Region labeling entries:

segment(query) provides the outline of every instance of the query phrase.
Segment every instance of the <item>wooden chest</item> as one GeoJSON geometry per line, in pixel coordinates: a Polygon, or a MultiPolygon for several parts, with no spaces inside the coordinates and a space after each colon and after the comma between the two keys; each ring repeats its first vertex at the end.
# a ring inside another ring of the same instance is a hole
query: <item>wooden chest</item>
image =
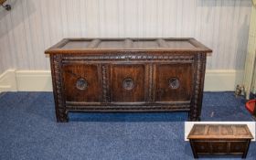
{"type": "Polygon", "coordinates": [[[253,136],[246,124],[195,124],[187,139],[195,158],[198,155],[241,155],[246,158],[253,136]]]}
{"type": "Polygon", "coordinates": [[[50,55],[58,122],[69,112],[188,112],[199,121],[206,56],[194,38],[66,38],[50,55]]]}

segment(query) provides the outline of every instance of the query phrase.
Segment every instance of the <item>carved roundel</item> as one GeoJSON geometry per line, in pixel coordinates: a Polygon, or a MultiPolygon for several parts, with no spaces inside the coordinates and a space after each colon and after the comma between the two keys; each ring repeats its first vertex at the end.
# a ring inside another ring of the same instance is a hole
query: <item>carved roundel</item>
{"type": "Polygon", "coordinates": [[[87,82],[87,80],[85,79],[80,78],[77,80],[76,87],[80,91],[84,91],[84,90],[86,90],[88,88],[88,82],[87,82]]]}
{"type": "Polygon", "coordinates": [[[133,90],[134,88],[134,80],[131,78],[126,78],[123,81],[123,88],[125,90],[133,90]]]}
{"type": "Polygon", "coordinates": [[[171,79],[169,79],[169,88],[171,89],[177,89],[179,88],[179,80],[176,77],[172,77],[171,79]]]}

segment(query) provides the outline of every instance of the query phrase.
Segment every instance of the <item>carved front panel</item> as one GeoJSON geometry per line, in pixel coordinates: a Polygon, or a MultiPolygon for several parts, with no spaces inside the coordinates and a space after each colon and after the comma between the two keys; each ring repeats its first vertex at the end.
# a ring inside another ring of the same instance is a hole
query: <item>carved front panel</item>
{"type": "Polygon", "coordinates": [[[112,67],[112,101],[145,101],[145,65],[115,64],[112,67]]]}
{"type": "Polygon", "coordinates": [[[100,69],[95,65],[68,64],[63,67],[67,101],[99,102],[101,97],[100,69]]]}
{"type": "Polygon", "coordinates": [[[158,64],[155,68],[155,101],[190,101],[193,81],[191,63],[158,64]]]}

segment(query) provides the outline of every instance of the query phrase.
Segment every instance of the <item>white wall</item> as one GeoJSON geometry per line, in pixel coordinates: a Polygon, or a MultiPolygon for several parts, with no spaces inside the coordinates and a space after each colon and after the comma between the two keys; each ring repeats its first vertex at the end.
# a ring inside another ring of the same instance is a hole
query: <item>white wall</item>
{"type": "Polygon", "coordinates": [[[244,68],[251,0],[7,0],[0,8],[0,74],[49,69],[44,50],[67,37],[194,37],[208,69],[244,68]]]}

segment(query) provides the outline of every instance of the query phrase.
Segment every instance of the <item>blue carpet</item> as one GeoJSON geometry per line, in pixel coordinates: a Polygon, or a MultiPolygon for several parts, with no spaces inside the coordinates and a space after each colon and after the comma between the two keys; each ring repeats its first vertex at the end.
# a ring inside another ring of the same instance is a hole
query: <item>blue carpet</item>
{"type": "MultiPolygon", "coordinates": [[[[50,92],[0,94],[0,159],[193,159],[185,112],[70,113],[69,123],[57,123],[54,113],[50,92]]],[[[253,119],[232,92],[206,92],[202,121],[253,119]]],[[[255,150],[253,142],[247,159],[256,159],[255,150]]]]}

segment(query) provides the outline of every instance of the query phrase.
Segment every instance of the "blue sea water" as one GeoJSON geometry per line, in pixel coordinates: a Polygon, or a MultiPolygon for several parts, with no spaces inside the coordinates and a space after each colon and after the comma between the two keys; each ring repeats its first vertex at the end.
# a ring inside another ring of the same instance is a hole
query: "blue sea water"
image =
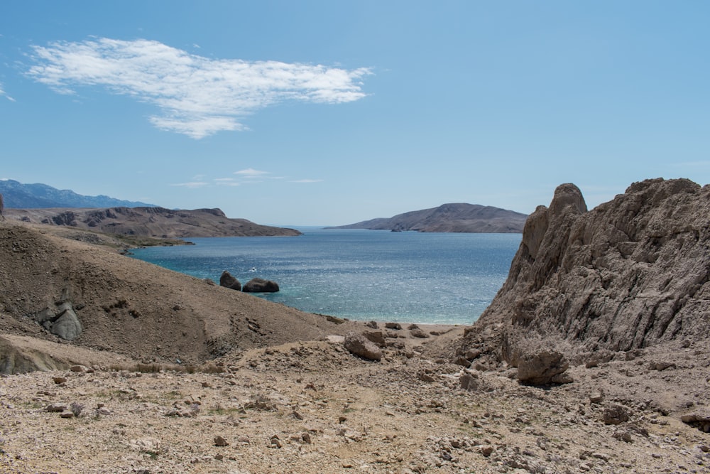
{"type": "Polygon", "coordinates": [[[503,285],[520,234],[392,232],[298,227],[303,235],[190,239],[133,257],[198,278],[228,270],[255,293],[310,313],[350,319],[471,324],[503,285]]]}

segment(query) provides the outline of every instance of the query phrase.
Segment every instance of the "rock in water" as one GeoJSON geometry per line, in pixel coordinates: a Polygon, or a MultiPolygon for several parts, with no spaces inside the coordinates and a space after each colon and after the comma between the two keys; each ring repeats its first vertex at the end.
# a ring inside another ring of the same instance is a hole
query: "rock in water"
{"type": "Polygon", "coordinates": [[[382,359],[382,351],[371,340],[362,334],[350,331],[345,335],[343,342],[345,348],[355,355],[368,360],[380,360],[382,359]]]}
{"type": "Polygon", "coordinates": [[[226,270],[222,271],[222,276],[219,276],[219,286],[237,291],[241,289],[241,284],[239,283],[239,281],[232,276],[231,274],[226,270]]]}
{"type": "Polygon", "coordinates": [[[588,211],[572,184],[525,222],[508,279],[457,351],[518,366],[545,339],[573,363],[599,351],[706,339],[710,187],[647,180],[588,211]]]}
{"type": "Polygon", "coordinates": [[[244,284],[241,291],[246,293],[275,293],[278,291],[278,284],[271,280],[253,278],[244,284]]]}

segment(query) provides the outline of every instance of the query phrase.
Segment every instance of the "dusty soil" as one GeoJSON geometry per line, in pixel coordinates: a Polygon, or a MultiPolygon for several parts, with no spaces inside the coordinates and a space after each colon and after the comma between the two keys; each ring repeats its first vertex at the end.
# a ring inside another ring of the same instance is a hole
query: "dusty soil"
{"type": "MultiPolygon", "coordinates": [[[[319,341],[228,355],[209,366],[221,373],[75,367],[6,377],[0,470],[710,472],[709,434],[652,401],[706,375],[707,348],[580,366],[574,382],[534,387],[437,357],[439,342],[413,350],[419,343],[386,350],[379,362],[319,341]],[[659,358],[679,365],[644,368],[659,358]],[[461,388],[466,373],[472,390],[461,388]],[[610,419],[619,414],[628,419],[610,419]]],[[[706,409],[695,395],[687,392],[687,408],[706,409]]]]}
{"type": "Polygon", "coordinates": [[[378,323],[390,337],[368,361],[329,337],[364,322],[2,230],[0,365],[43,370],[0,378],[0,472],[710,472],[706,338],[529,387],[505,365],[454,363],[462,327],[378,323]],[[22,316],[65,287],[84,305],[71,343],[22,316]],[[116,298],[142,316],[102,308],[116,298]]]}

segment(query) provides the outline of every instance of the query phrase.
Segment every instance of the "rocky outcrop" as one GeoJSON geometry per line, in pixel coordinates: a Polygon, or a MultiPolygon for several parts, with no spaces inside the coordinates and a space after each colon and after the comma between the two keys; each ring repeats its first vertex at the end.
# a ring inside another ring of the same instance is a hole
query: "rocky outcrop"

WHAT IS BEING ASKED: Your task is an exact transcription of all the data, minus the pictures.

ANSWER TO THE PROBLEM:
segment(query) provides the outline of every instance of the query phrase.
Segment every instance of the <item>wooden chest</item> as one GeoJSON geometry per line, in pixel coordinates: a Polygon, or a MultiPolygon for several parts, with no spaces inside the coordinates and a space after each colon and after the comma between the two keys; each ring repeats its first vertex at the end.
# a ring inside another ring of the same instance is a hole
query: <item>wooden chest</item>
image =
{"type": "Polygon", "coordinates": [[[253,136],[246,124],[195,124],[187,139],[195,158],[198,155],[241,155],[246,158],[253,136]]]}
{"type": "Polygon", "coordinates": [[[50,55],[58,122],[69,112],[188,112],[199,121],[206,56],[194,38],[66,38],[50,55]]]}

segment(query) provides the outline of every instance of the query phrase.
Segment every instance of the <item>carved roundel</item> as one GeoJSON geometry per line, in pixel coordinates: a Polygon, or a MultiPolygon for several parts, with no spaces inside the coordinates and a space after each colon and after the comma between the two keys; each ring repeats its first vertex at the end.
# a ring inside another ring of the same instance is a hole
query: <item>carved roundel</item>
{"type": "Polygon", "coordinates": [[[87,82],[87,80],[85,79],[80,78],[77,80],[76,87],[80,91],[84,91],[84,90],[86,90],[88,88],[88,82],[87,82]]]}
{"type": "Polygon", "coordinates": [[[133,90],[134,88],[134,80],[131,78],[126,78],[123,81],[123,88],[125,90],[133,90]]]}
{"type": "Polygon", "coordinates": [[[171,79],[169,79],[169,88],[171,89],[177,89],[179,88],[179,80],[176,77],[172,77],[171,79]]]}

segment(query) provides the outline of every instance of the query phrase.
Segment every instance of the <item>carved front panel</item> as one GeoJSON geometry per line, in pixel coordinates: a Polygon, or a MultiPolygon for several parts, with no spaces inside the coordinates and a space after each colon and after the comma between the two keys; each ring repeats its first vertex at the end.
# a ring inside another ring of the same instance is a hole
query: <item>carved front panel</item>
{"type": "Polygon", "coordinates": [[[112,67],[112,101],[145,101],[145,65],[115,64],[112,67]]]}
{"type": "Polygon", "coordinates": [[[100,69],[95,65],[68,64],[63,67],[67,101],[99,102],[101,97],[100,69]]]}
{"type": "Polygon", "coordinates": [[[158,64],[155,68],[155,101],[190,101],[193,81],[191,63],[158,64]]]}

segment(query) provides the outline of every instance of the query phrase.
Segment every instance of the <item>white wall</item> as one GeoJSON geometry per line, in pixel coordinates: a Polygon, or a MultiPolygon for several parts, with no spaces inside the coordinates and a space after each colon and after the comma between the two keys; each ring repeats its first vertex at the end.
# a ring inside another ring of the same instance is a hole
query: <item>white wall</item>
{"type": "Polygon", "coordinates": [[[244,68],[251,0],[7,0],[0,8],[0,74],[49,69],[44,50],[67,37],[194,37],[208,69],[244,68]]]}

segment(query) provides the outline of every instance of the query phrase.
Segment every instance of the <item>blue carpet</item> as one GeoJSON geometry per line, in pixel coordinates: a Polygon, or a MultiPolygon for several parts, with no spaces inside the coordinates and a space after each colon and after the comma between the two keys; each ring repeats its first vertex at the end.
# a ring inside another ring of the same instance is a hole
query: <item>blue carpet</item>
{"type": "MultiPolygon", "coordinates": [[[[50,92],[0,94],[0,159],[193,159],[185,112],[70,113],[69,123],[57,123],[54,113],[50,92]]],[[[253,119],[232,92],[206,92],[202,121],[253,119]]],[[[255,150],[253,142],[247,159],[256,159],[255,150]]]]}

segment(query) provides the outline of every instance of the query phrase.
Segment every instance of the "blue sea water" as one GeoJSON geometry per line, in pixel coordinates: a Polygon, or a MultiPolygon for several parts, with no spaces inside the coordinates and a space after each colon and after the comma between the two keys; each ring repeats its first vertex at the end.
# a ring inside another ring of the same instance is a hole
query: "blue sea water"
image =
{"type": "Polygon", "coordinates": [[[503,285],[520,234],[392,232],[298,227],[303,235],[190,239],[133,257],[198,278],[228,270],[255,293],[310,313],[350,319],[471,324],[503,285]]]}

segment(query) provides the outline of every instance of the query phrase.
Segment every instance of the "rock in water" as one GeoJSON geometry per line, in pixel coordinates: a Polygon, or a MultiPolygon for several parts, with no spaces inside the coordinates and a space after each colon and after the comma between the two keys; each ring repeats its first vertex at the end.
# a ring inside another ring of the same instance is a hole
query: "rock in water"
{"type": "Polygon", "coordinates": [[[382,359],[382,351],[371,340],[362,334],[350,331],[345,335],[343,342],[345,348],[355,355],[368,360],[380,360],[382,359]]]}
{"type": "Polygon", "coordinates": [[[226,270],[222,271],[222,276],[219,276],[219,286],[237,291],[241,289],[241,284],[239,283],[239,281],[232,276],[231,274],[226,270]]]}
{"type": "Polygon", "coordinates": [[[588,211],[572,184],[525,222],[508,279],[457,351],[518,366],[545,339],[573,363],[599,351],[706,339],[710,187],[647,180],[588,211]]]}
{"type": "Polygon", "coordinates": [[[244,284],[241,291],[246,293],[275,293],[278,291],[278,284],[271,280],[253,278],[244,284]]]}

segment(query) provides the outline of every instance of the query phrase.
Segment every instance of the "dusty soil" as one GeoJSON geometry per line, in pixel coordinates: a Polygon, or a MultiPolygon for several parts, with no spaces inside the coordinates and a space after each colon and after the comma between the two keys; each ring repeats its first vertex at the end.
# a ring inside another ring of the same instance is a hole
query: "dusty soil"
{"type": "MultiPolygon", "coordinates": [[[[319,341],[228,355],[209,366],[221,373],[75,367],[6,377],[0,470],[710,472],[709,434],[652,401],[706,375],[707,348],[580,366],[574,382],[534,387],[437,357],[439,342],[413,350],[419,343],[386,350],[379,362],[319,341]],[[659,358],[679,365],[644,368],[659,358]],[[461,388],[466,373],[472,390],[461,388]],[[610,419],[619,414],[628,419],[610,419]]],[[[706,409],[695,395],[687,392],[687,408],[706,409]]]]}
{"type": "Polygon", "coordinates": [[[378,323],[390,337],[368,361],[329,337],[364,322],[2,230],[0,365],[43,370],[0,378],[0,472],[710,472],[706,338],[529,387],[505,365],[454,363],[462,327],[378,323]],[[22,316],[65,287],[84,305],[71,343],[22,316]],[[116,298],[142,316],[102,308],[116,298]]]}

segment(query) provides the outline of every instance of the query phrase.
Segment every instance of the "rocky outcrop" as one GeoJSON geometry per line, in pixel coordinates: a Polygon, or a MultiPolygon for several parts, with no spaces inside the coordinates and a space after each colon and after the comma between the two keys; each ring repeats its first vertex at the end.
# a ring inside another ring of the same instance is a hole
query: "rocky outcrop"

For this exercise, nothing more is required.